Write the next few sentences of the article below about evidence of milk drinking among ancient east African herders, picking up after its last sentence.

** SELECTED TEXT **
=-=-=-=-=
When you pour a bowl of cereal, you probably aren't considering how humans came to enjoy milk in the first place. But animal milk was essential to east African herders at least 5,000 years ago, according to a new study that uncovers the consumption habits in what is now Kenya and Tanzania -- and sheds a light on human evolution.
Katherine M. Grillo, assistant professor of anthropology at the University of Florida and a 2012 PhD graduate of Washington University in St. Louis, teamed up with researchers, including Washington University's Fiona Marshall, the James W. and Jean L. Davis Professor in Arts & Sciences, for the study published this week in the Proceedings of the National Academy of Sciences. Julie Dunne at the University of Bristol in the United Kingdom is co-first author on the paper with Grillo.
After excavating pottery at sites throughout east Africa, team members analyzed organic lipid residues left in the pottery and were able to see evidence of milk, meat and plant processing.
"(This is) the first direct evidence we've ever had for milk or plant processing by ancient pastoralist societies in eastern Africa," Grillo said.
"The milk traces in ancient pots confirms the story that bones have been telling us about how pastoralists lived in eastern Africa 5,000 to 3,000 years ago -- an area still famous for cattle herding and the historic way of life of people such as Maasai and Turkana," Marshall said.
Marshall continued: "Most people don't think about the fact that we are not really designed to drink milk as adults -- most mammals can't. People who had mutations that allowed them to digest fresh milk survived better, we think, among herders in Africa. But there's a lot we don't know about how, where and when this happened.
=-=-=-=-=
** PROVIDED DATA **
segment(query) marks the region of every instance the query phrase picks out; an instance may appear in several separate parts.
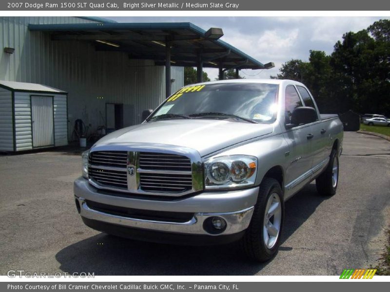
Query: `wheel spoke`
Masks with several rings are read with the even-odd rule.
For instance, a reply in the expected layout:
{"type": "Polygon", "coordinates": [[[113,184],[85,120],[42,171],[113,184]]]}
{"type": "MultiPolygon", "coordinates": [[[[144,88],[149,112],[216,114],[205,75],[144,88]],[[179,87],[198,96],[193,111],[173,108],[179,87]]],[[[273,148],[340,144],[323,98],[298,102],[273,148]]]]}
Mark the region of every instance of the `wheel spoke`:
{"type": "Polygon", "coordinates": [[[265,226],[264,226],[263,228],[263,237],[266,245],[268,244],[268,240],[270,240],[270,236],[268,235],[268,231],[267,230],[267,227],[265,226]]]}
{"type": "Polygon", "coordinates": [[[270,207],[270,209],[268,210],[268,215],[271,217],[271,215],[273,215],[275,211],[278,210],[279,208],[279,202],[276,202],[273,203],[271,206],[270,207]]]}

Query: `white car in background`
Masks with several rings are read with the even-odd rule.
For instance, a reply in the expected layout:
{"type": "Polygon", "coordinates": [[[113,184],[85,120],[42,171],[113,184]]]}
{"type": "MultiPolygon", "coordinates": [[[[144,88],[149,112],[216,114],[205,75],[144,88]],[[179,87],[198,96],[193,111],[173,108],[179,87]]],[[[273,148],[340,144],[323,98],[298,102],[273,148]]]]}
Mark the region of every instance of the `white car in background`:
{"type": "Polygon", "coordinates": [[[384,126],[390,127],[390,120],[387,120],[384,118],[373,118],[367,119],[363,122],[364,124],[369,126],[384,126]]]}

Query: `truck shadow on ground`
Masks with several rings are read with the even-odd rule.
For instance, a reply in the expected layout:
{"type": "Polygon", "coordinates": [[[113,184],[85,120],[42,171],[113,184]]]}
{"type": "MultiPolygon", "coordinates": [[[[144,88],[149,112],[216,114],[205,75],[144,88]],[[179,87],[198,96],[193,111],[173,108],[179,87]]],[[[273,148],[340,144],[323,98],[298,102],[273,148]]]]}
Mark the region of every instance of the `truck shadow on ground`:
{"type": "MultiPolygon", "coordinates": [[[[280,251],[286,240],[326,200],[312,183],[286,203],[280,251]]],[[[277,256],[277,255],[276,256],[277,256]]],[[[56,256],[69,273],[97,275],[253,275],[267,266],[250,262],[236,243],[183,246],[143,242],[100,234],[70,245],[56,256]]]]}

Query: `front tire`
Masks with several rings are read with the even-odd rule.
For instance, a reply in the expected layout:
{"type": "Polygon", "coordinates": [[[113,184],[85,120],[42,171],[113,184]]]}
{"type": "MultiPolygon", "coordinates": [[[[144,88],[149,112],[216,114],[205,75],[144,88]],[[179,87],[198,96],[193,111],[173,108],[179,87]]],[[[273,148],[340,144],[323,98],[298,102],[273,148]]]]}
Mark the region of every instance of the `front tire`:
{"type": "Polygon", "coordinates": [[[247,256],[259,262],[272,258],[279,248],[284,219],[280,185],[274,179],[265,178],[260,185],[251,223],[241,241],[247,256]]]}
{"type": "Polygon", "coordinates": [[[329,163],[321,175],[315,179],[317,191],[323,196],[333,196],[338,184],[339,163],[337,151],[333,149],[331,153],[329,163]]]}

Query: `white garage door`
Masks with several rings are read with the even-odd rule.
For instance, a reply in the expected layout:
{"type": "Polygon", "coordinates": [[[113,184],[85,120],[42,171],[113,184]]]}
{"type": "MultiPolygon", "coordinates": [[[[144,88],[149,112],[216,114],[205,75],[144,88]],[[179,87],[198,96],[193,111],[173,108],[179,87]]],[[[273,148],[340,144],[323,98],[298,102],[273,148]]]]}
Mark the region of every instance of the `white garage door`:
{"type": "Polygon", "coordinates": [[[32,95],[31,117],[33,146],[54,145],[53,97],[32,95]]]}

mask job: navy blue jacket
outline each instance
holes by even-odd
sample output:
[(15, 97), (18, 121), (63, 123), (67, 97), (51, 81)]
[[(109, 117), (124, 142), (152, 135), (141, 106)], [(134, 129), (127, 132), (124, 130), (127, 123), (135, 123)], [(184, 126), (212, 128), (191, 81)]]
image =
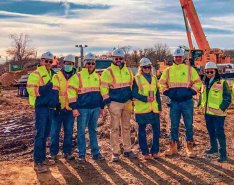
=-=-=-=-=
** ANSWER **
"It's important because we still rely on our genetics to be able to drink fresh cow's milk once we are adults."
This research shows, for the first time, that herders who specialized in cattle -- as opposed to hunting the abundant wildlife of the Mara Serengeti -- were certainly drinking milk.
"One of the reasons pastoralism has been so successful around the world is that humans have developed lactase persistence -- the ability to digest milk due to the presence of specific alleles," Grillo said.
Notably, in east Africa there are distinctive genetic bases for lactase persistence that are different from other parts of the world. Geneticists believed that this ability to digest milk in northeast Africa evolved around 5,000 years ago, but archaeologists knew little about the archaeological contexts in which that evolution took place.
The development of pastoralism in Africa is unique as well, where herding societies developed in areas that often can't support agriculture.